_Vorgegebener Text_:
Damit bekomme ich auch das Objekt, das in meiner XML steht von der Klasse "MyClass" zurück.
MyClass hat allerdings noch weitere Elemente (nicht Attribute).
Gibt es eine Lösung auch diese alle bekommen?
Ich kann natürlich auch immer mit der Get - Methode von "MyClass" alle anderen Kinder abrufen. Problem ist aber: Die Kinderelemente können natürlich auch wieder Kinderelemente haben usw. (Sehr aufwändig und auch fehleranfällig)

*Mein Ziel ist es:*
1) XML einlesen *(erledigt)*
2) MyClass in Objekt umwandeln *(erledigt)*
3) Alle Kinder von MyClass bekommen *(nicht erledigt)* und jedes Objekt prüfen, ob in Datenbank vorhanden (Aufruf einer Methode, ist hier aber nicht das Thema...) 
4) Kinder von den Kinder bekommen und ebenfalls prüfen, ob in der Datenbank vorhanden *(nicht erledigt)*

Kann mir hier bitte jemand helfen.


----------



## thecain (30. Mrz 2016)

Was sind


beta20 hat gesagt.:


> weitere Elemente (nicht Attribute)


Hast du mehrere verschiedene Root elemente? Dann ist dein Xml nicht valid und du brauchst eine Wrapperklasse welche eine List von MyClasses drin hat.


----------



## beta20 (30. Mrz 2016)

Nein, habe ich nicht.

_Extrahiertes Material_:
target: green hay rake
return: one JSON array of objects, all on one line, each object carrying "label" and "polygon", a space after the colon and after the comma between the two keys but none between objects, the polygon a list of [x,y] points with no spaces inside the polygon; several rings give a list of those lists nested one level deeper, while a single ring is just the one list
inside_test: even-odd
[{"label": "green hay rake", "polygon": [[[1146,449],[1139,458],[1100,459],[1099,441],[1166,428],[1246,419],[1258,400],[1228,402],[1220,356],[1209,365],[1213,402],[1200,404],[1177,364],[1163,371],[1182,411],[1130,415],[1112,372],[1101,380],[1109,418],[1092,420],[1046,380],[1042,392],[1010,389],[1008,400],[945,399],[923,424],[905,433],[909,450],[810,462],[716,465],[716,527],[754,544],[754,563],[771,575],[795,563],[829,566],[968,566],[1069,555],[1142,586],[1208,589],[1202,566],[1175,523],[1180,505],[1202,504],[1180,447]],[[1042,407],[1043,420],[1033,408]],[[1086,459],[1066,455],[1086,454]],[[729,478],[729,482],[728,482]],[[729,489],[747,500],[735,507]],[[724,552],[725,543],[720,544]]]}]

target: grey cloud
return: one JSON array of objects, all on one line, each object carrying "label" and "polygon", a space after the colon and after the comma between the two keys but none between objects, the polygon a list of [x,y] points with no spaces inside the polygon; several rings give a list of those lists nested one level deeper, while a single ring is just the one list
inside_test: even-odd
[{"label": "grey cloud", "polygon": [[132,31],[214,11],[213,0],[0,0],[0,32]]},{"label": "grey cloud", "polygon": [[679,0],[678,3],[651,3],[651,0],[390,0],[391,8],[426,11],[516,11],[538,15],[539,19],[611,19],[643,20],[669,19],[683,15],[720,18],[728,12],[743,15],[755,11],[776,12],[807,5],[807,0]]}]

_Zu erledigende Aufgaben_:
(A) Übernimm aus der Forumsdiskussion zum XML-Einlesen wortgetreu den Abschnitt von „Damit bekomme ich“ bis „diese alle bekommen?“.
(B) Was wird laut thecain in der Forumsdiskussion zum XML-Einlesen benötigt, wenn es mehrere verschiedene Root-Elemente gibt?
(C) Führe die Forumsdiskussion zum XML-Einlesen im Anschluss an ihren letzten Satz weiter.

_Lösungen im Anschluss_:
(A)
Damit bekomme ich auch das Objekt, das in meiner XML steht von der Klasse "MyClass" zurück.
MyClass hat allerdings noch weitere Elemente (nicht Attribute).
Gibt es eine Lösung auch diese alle bekommen?

(B) Eine Wrapperklasse, die eine Liste von MyClasses enthält.

(C)
----------



## thecain (30. Mrz 2016)

Was sind denn "weitere Elemente" die nicht Attribute sind?


----------



## beta20 (30. Mrz 2016)

Ich erkläre es anhand eines Beispiels was ich als "weitere Elemente" meine:

Root: Auto
Weitere Elemente (=meine Kinder)
z.B. 
- Reifen
- Sitz

Diese Kinderelemente haben dann wieder weitere Kinder
- Ventil
- .....


----------



## thecain (31. Mrz 2016)

Dann muss einfach Reifen, etc auch mit JAXB Annotiert sein


----------



## beta20 (1. Apr 2016)

Wie meinst du das genau? Meine Klassen (Reifen etc.) sind alle mit JAXB annotiert....


----------



## thecain (1. Apr 2016)

Dann machst du sonst was falsch. Wobei ich auch nicht verstehe, was eine Datenbank meinem einem unmarshall zu tun haben soll...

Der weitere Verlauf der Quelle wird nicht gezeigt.